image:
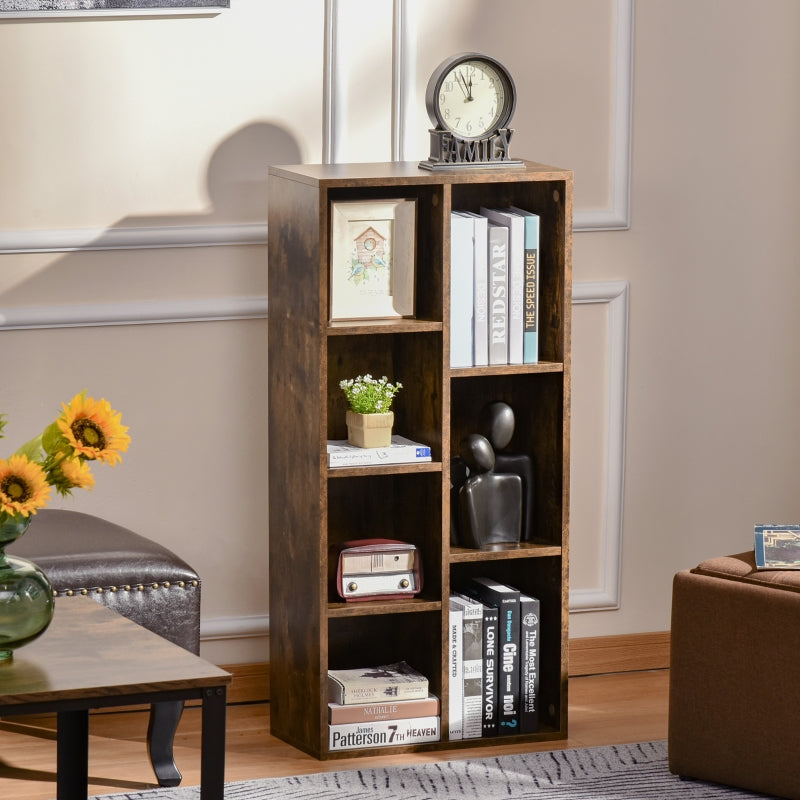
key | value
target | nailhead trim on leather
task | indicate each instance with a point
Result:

» Set exercise: Transcribe every line of the material above without any changes, and leave the pictures out of your answer.

» Response to the exercise:
image:
key | value
target | nailhead trim on leather
task | indicate each instance with a point
Result:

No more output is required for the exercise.